Brief: Arrange every non-blank line of the records below as a Markdown table with two columns, Row and Line. Number the rows consecutively in Row and put the line's text in Line.

Data provided:
╭──
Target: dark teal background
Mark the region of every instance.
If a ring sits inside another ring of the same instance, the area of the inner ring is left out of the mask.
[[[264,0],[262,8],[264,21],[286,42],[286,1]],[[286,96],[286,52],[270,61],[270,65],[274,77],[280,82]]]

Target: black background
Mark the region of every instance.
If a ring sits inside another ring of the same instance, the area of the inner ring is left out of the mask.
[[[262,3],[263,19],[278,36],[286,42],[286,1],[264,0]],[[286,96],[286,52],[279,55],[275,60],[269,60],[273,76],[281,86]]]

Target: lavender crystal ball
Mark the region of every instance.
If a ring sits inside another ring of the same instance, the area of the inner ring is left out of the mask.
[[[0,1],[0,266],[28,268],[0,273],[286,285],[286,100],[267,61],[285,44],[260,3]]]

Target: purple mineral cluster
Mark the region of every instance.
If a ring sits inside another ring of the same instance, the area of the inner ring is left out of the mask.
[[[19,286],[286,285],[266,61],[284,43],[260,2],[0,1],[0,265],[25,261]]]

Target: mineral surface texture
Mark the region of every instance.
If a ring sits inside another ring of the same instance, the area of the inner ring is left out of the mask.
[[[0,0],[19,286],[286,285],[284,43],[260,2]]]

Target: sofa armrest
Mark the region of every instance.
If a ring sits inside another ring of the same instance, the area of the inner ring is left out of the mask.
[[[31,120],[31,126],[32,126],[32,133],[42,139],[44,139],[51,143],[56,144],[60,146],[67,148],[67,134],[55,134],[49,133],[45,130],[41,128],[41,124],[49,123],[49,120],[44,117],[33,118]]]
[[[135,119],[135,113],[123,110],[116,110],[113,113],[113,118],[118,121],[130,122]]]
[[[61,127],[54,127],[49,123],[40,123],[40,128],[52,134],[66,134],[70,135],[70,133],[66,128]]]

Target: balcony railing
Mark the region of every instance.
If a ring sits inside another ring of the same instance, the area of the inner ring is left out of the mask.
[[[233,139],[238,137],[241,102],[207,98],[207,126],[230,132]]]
╰──
Reply:
| Row | Line |
|---|---|
| 1 | Target: dark teal background |
| 2 | Mark the region of every instance. |
| 3 | If a ring sits inside another ring of the same instance, the area of the inner ring is left out of the mask. |
| 4 | [[[264,0],[262,8],[264,21],[286,42],[286,1]],[[286,96],[286,52],[270,61],[270,65],[274,77],[280,82]]] |
| 5 | Target: black background |
| 6 | Mark the region of every instance. |
| 7 | If a ring sits inside another ring of the same instance, the area of the inner ring is left out of the mask. |
| 8 | [[[262,3],[263,19],[278,36],[286,42],[286,1],[264,0]],[[286,96],[286,52],[279,55],[275,60],[269,60],[273,76],[281,86]]] |
| 9 | Target: lavender crystal ball |
| 10 | Mark the region of every instance. |
| 11 | If a ring sits inside another ring of the same instance, the area of the inner ring is left out of the mask. |
| 12 | [[[0,1],[0,266],[28,268],[0,273],[286,285],[286,100],[267,61],[285,44],[260,3]]] |
| 13 | Target: purple mineral cluster |
| 14 | Mark the region of every instance. |
| 15 | If a ring sits inside another ring of the same instance, the area of the inner ring is left out of the mask. |
| 16 | [[[19,286],[286,285],[266,61],[284,43],[260,2],[0,1],[0,265],[25,261]]] |
| 17 | Target: mineral surface texture |
| 18 | Mark the region of every instance. |
| 19 | If a ring sits inside another ring of the same instance, the area of the inner ring is left out of the mask. |
| 20 | [[[0,0],[19,286],[286,285],[284,43],[260,2]]] |
| 21 | Target: sofa armrest |
| 22 | Mark the region of every instance. |
| 23 | If a ring sits inside another ring of the same instance, the area of the inner ring is left out of the mask. |
| 24 | [[[31,120],[31,126],[32,126],[32,133],[42,139],[44,139],[51,143],[56,144],[60,146],[67,148],[67,134],[55,134],[49,133],[45,130],[41,128],[41,124],[49,123],[49,120],[44,117],[33,118]]] |
| 25 | [[[135,119],[135,113],[123,110],[116,110],[113,113],[113,118],[118,121],[130,122]]] |
| 26 | [[[61,127],[54,127],[49,123],[40,123],[40,128],[52,134],[66,134],[70,135],[70,133],[66,128]]] |
| 27 | Target: balcony railing |
| 28 | Mark the region of every instance. |
| 29 | If a ring sits inside another ring of the same instance, the area of the inner ring is left out of the mask. |
| 30 | [[[233,139],[238,137],[241,102],[207,98],[207,126],[230,132]]] |